══ PROVIDED MATERIAL
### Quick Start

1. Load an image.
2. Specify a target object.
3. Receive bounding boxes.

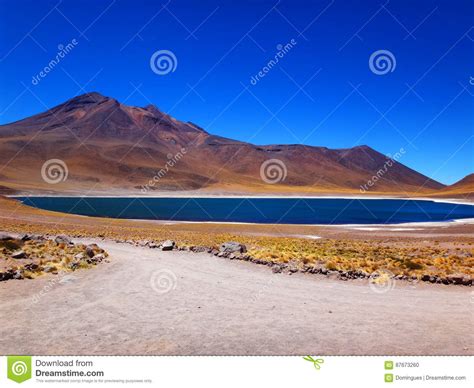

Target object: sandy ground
[0,240,474,355]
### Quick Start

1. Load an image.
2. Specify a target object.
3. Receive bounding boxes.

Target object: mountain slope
[0,93,444,194]
[434,174,474,199]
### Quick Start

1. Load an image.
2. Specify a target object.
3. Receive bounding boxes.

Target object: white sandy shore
[6,192,474,206]
[7,194,474,227]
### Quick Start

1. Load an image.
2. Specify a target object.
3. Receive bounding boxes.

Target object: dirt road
[0,241,474,355]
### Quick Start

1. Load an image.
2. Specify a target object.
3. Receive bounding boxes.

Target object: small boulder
[160,240,176,251]
[219,241,247,253]
[54,234,73,245]
[272,264,283,273]
[43,265,56,272]
[12,251,27,259]
[86,244,102,258]
[447,274,464,284]
[0,233,15,241]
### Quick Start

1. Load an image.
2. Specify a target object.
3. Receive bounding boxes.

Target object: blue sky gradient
[0,0,474,184]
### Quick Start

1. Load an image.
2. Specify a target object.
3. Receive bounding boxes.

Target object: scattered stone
[272,264,283,273]
[219,241,247,254]
[446,274,464,284]
[86,244,103,258]
[161,240,176,251]
[421,275,430,282]
[43,265,57,273]
[0,233,15,241]
[12,251,27,259]
[54,234,73,245]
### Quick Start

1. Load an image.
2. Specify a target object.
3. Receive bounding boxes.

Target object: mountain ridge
[0,92,466,195]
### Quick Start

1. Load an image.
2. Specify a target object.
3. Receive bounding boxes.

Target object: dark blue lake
[18,197,474,224]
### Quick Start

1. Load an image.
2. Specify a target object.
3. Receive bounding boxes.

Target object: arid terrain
[0,93,474,198]
[0,239,474,355]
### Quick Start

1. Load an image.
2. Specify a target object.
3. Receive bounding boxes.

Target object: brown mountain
[0,93,444,195]
[435,174,474,199]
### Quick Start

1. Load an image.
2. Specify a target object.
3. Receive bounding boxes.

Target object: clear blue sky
[0,0,474,183]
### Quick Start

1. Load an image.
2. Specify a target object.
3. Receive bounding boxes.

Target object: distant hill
[435,174,474,199]
[0,93,450,195]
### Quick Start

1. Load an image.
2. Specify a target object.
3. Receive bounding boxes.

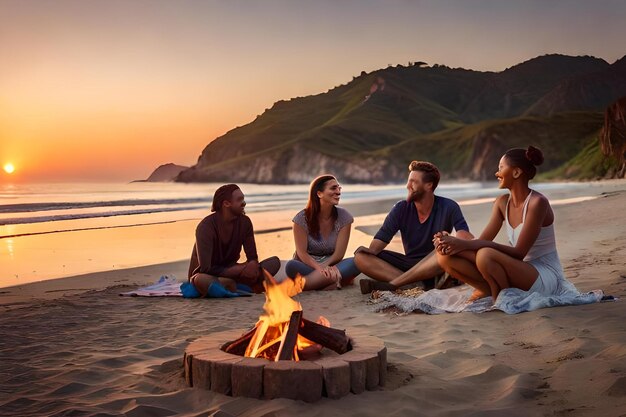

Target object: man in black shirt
[354,161,473,294]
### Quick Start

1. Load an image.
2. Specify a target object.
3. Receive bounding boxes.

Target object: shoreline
[0,187,626,417]
[0,181,626,306]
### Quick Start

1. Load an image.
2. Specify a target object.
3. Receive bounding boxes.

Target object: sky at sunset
[0,0,626,183]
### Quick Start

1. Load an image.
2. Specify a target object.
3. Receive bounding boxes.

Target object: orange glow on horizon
[4,162,15,174]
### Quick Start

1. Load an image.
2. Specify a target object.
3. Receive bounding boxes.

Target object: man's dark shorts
[376,250,435,289]
[376,250,422,272]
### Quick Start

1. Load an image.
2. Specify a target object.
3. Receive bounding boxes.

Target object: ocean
[0,182,590,287]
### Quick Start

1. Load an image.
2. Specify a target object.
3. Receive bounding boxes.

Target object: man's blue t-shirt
[374,195,469,259]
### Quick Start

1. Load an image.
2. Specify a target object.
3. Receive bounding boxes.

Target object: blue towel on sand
[180,282,252,298]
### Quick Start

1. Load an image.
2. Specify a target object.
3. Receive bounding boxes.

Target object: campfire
[223,273,352,361]
[183,275,387,402]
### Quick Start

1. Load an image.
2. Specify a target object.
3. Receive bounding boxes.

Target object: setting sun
[4,162,15,174]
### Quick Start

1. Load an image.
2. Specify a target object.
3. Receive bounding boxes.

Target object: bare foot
[467,290,489,303]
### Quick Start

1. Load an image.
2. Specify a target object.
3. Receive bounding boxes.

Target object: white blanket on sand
[372,281,604,314]
[120,275,183,297]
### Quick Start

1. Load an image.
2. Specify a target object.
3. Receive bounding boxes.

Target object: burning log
[300,319,352,354]
[278,310,302,361]
[224,327,256,356]
[222,274,351,361]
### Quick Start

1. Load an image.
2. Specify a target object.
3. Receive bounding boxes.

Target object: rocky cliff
[176,55,626,184]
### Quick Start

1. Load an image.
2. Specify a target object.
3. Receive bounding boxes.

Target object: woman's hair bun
[526,146,543,166]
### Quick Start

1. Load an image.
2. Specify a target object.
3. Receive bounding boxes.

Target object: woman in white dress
[434,146,564,301]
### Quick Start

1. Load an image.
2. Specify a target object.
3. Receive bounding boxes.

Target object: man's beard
[406,190,425,202]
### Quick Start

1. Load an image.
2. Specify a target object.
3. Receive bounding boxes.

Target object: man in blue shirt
[354,161,474,294]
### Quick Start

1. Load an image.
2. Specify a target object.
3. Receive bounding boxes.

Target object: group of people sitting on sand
[188,146,576,301]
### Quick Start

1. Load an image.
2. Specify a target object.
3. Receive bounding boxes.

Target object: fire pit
[184,276,387,402]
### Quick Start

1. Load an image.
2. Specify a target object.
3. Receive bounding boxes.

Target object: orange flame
[245,273,330,361]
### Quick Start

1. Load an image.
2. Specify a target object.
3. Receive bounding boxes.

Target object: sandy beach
[0,180,626,416]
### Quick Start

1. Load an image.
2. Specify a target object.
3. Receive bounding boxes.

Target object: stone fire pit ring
[183,329,387,402]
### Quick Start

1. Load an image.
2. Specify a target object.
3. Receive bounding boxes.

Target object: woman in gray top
[285,175,359,290]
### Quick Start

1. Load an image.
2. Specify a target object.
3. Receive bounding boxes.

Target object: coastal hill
[133,162,189,182]
[176,55,626,184]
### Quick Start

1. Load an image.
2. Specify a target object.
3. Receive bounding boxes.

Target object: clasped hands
[319,265,341,288]
[433,231,467,255]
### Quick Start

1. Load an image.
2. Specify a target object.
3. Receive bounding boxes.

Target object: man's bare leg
[389,251,444,287]
[354,252,402,282]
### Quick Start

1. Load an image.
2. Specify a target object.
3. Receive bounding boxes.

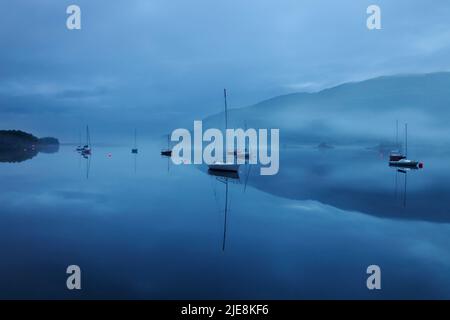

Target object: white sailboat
[81,126,92,156]
[208,89,239,172]
[389,123,423,168]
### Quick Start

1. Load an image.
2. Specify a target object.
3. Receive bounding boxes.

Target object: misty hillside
[204,72,450,145]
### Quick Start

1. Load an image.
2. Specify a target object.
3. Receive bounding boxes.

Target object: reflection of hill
[241,147,450,223]
[203,72,450,145]
[0,130,59,162]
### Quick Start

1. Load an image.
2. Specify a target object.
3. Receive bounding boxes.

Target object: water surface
[0,144,450,299]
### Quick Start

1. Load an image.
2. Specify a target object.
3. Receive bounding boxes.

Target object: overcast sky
[0,0,450,141]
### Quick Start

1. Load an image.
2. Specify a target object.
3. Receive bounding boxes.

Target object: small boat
[208,169,239,179]
[131,129,138,154]
[208,161,239,172]
[389,151,406,162]
[389,123,423,168]
[389,120,406,161]
[389,159,421,168]
[161,134,172,157]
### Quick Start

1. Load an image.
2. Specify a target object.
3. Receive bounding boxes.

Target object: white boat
════
§ **GIVEN INSTRUCTION**: Recast the stretch from the start of the records through the line that contains "[0,239,474,355]" as a Markdown table with the columns "No." and "Line", giving each line its row number and omitting blank lines. Leave the pictures out of the table.

§ **EXERCISE RESPONSE**:
| No. | Line |
|---|---|
| 1 | ### Quick Start |
| 2 | 1. Load an image. |
| 3 | 2. Specify a target object. |
| 4 | 3. Receive bounding boxes. |
| 5 | Target object: sandy ground |
| 6 | [0,240,474,355] |
| 7 | ### Quick Start |
| 8 | 1. Load an image. |
| 9 | 2. Specify a target object. |
| 10 | 3. Receive bounding boxes. |
| 11 | Target object: mountain slope |
| 12 | [0,93,444,194] |
| 13 | [434,174,474,199] |
| 14 | ### Quick Start |
| 15 | 1. Load an image. |
| 16 | 2. Specify a target object. |
| 17 | 3. Receive bounding boxes. |
| 18 | Target object: white sandy shore |
| 19 | [6,192,474,206] |
| 20 | [7,194,474,227] |
| 21 | ### Quick Start |
| 22 | 1. Load an image. |
| 23 | 2. Specify a target object. |
| 24 | 3. Receive bounding boxes. |
| 25 | Target object: dirt road |
| 26 | [0,241,474,355] |
| 27 | ### Quick Start |
| 28 | 1. Load an image. |
| 29 | 2. Specify a target object. |
| 30 | 3. Receive bounding boxes. |
| 31 | Target object: small boulder |
| 32 | [160,240,176,251] |
| 33 | [219,241,247,253] |
| 34 | [54,234,73,245] |
| 35 | [272,264,283,273] |
| 36 | [43,265,56,272] |
| 37 | [12,251,27,259] |
| 38 | [86,244,102,258] |
| 39 | [447,274,464,284] |
| 40 | [0,233,15,241] |
| 41 | ### Quick Start |
| 42 | 1. Load an image. |
| 43 | 2. Specify a target object. |
| 44 | 3. Receive bounding boxes. |
| 45 | Target object: blue sky gradient |
| 46 | [0,0,474,184] |
| 47 | ### Quick Start |
| 48 | 1. Load an image. |
| 49 | 2. Specify a target object. |
| 50 | 3. Receive bounding boxes. |
| 51 | Target object: scattered stone |
| 52 | [272,264,283,273] |
| 53 | [219,241,247,254] |
| 54 | [446,274,464,284] |
| 55 | [86,244,103,258] |
| 56 | [161,240,176,251] |
| 57 | [421,275,430,282] |
| 58 | [43,265,57,273] |
| 59 | [0,233,15,241] |
| 60 | [12,251,27,259] |
| 61 | [54,234,73,245] |
| 62 | ### Quick Start |
| 63 | 1. Load an image. |
| 64 | 2. Specify a target object. |
| 65 | 3. Receive bounding boxes. |
| 66 | Target object: mountain ridge |
| 67 | [0,92,466,195] |
| 68 | ### Quick Start |
| 69 | 1. Load an image. |
| 70 | 2. Specify a target object. |
| 71 | 3. Receive bounding boxes. |
| 72 | Target object: dark blue lake |
| 73 | [18,197,474,224] |
| 74 | ### Quick Start |
| 75 | 1. Load an image. |
| 76 | 2. Specify a target object. |
| 77 | 3. Receive bounding boxes. |
| 78 | Target object: arid terrain |
| 79 | [0,93,474,198] |
| 80 | [0,239,474,355] |